■ AIM OF THE TASK
Can you turn the lines below into a numbered list, skipping any blank lines and leaving the pictures out?

•••

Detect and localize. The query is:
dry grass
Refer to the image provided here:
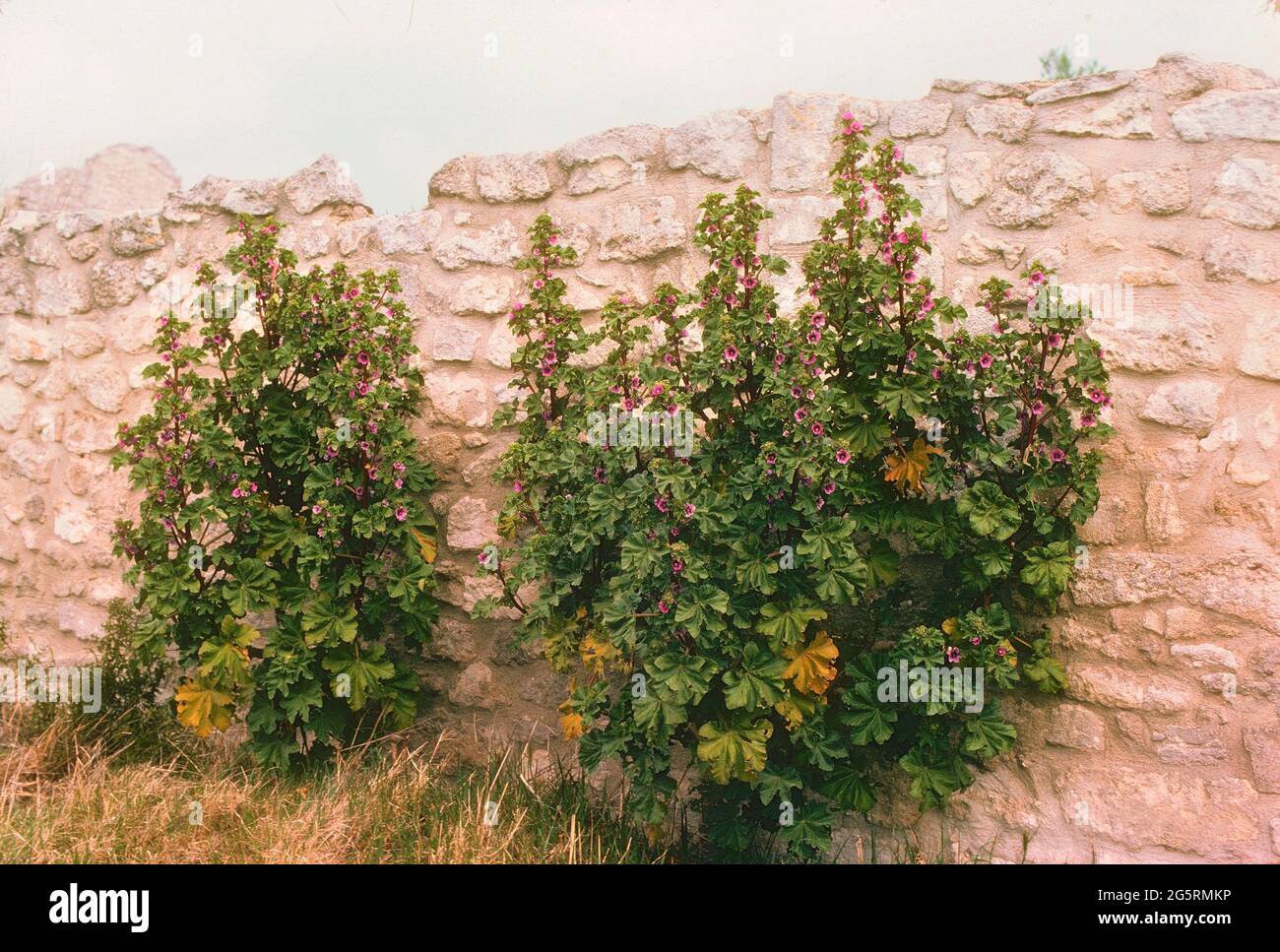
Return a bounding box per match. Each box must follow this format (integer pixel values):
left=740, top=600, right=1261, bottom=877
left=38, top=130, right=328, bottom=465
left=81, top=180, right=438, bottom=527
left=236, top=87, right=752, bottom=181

•••

■ THE OUTPUT
1. Detect and localize. The query is:
2. dry grass
3. Refer to the image provided here:
4. Return a bounding box per match. Each box must follow this format (integer pixel values):
5. left=740, top=600, right=1261, bottom=877
6. left=38, top=130, right=328, bottom=465
7. left=81, top=180, right=438, bottom=527
8. left=236, top=87, right=752, bottom=181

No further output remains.